Task
Go through the records line by line from the top and repeat each one exactly, ending with the line that contains "Target: dense foliage".

Available data
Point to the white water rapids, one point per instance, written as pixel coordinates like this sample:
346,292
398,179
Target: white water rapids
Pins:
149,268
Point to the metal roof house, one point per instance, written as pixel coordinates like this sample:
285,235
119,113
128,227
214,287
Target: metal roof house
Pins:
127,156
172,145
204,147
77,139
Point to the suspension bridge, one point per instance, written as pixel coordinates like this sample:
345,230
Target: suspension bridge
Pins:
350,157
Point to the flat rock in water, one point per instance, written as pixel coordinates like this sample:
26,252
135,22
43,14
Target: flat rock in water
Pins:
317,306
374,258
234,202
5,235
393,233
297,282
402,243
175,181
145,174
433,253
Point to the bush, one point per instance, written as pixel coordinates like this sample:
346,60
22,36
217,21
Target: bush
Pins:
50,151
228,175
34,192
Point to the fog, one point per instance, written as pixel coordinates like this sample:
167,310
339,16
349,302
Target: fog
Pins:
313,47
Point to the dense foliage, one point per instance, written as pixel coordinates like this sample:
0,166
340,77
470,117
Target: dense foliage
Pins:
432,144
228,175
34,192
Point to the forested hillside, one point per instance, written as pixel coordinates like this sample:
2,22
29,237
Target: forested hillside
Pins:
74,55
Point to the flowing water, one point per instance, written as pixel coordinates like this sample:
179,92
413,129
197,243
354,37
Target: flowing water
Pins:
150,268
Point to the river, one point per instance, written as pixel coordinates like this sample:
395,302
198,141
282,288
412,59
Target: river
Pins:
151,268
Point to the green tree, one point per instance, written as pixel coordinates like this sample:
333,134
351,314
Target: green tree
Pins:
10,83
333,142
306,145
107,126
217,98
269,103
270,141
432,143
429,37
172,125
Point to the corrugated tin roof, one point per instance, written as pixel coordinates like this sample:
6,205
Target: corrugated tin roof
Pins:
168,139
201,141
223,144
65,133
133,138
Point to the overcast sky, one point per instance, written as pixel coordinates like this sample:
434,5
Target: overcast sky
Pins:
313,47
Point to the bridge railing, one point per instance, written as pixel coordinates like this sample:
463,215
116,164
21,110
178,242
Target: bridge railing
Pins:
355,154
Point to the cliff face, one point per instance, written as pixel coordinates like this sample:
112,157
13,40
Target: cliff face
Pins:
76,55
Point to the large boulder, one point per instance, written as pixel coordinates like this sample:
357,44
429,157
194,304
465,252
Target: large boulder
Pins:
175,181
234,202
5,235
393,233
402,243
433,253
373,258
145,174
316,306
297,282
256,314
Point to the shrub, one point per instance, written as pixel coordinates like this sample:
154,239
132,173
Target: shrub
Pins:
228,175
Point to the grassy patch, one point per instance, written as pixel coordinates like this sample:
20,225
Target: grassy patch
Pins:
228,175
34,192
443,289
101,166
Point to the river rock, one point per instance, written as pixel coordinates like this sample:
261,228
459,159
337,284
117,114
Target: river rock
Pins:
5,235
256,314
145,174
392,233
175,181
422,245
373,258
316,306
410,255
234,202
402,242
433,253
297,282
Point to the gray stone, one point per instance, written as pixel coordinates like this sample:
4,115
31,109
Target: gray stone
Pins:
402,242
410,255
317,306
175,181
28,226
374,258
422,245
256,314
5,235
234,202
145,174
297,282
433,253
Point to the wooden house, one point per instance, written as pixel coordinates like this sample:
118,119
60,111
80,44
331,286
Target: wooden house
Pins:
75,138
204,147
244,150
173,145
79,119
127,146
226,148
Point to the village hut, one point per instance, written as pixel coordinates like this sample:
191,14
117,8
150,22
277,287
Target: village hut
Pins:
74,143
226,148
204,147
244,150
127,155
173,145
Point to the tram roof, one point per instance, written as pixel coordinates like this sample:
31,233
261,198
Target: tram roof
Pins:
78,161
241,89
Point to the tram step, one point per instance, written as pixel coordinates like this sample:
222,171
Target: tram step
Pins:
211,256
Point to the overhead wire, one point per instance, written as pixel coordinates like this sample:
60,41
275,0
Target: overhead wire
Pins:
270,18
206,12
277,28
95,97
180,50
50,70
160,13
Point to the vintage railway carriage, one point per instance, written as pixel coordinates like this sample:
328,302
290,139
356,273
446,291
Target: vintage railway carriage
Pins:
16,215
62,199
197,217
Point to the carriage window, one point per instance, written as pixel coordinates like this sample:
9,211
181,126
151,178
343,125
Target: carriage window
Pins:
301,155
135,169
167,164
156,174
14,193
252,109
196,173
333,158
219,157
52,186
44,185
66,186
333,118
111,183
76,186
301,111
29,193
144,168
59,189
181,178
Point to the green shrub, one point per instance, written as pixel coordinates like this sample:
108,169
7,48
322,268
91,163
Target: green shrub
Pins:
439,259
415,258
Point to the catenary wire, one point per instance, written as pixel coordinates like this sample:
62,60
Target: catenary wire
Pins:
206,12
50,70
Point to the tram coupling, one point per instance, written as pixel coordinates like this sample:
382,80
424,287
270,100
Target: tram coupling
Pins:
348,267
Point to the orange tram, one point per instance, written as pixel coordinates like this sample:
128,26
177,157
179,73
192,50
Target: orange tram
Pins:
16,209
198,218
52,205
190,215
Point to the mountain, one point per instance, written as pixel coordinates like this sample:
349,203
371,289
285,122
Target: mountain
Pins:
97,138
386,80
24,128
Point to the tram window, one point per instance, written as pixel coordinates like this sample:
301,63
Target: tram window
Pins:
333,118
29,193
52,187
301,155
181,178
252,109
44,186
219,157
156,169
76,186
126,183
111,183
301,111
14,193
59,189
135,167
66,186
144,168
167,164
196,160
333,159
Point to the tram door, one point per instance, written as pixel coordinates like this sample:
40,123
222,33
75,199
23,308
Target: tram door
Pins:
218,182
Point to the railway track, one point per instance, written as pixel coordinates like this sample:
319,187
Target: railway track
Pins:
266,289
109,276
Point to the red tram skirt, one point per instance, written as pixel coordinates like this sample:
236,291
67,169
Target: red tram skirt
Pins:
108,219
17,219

Exercise output
Point to the white water rapids, one point per instance, written as pixel coordinates like this sample:
346,292
398,179
Target: white water rapids
Pins:
149,268
Point to the metal roof house, one point per instance, written as pixel coordinates like this sample:
285,235
119,113
128,227
214,287
Target: metal roof house
Pins:
127,156
172,145
204,147
77,139
Point to the suspension bridge, one point per instance, written as pixel coordinates like this sample:
345,230
Target: suspension bridge
Pins:
350,157
Point to the flat rock in water, one point per instance, written as pixel coordinates like this sample:
26,252
135,22
43,14
Target: flat rock in water
Pins:
317,306
374,258
234,202
5,235
393,233
297,282
402,243
175,181
145,174
433,253
Point to the bush, one point per instance, written as pixel coordinates like this sample:
346,60
22,36
217,21
Target: bush
Pins:
50,151
228,175
34,192
Point to the fog, one point per instance, written as pixel coordinates like this sample:
167,310
339,16
349,302
Target: fog
Pins:
313,47
Point to the dense foliage, one point per instance, written as pixel coordinates like this sample:
0,166
340,77
470,117
Target: dense foliage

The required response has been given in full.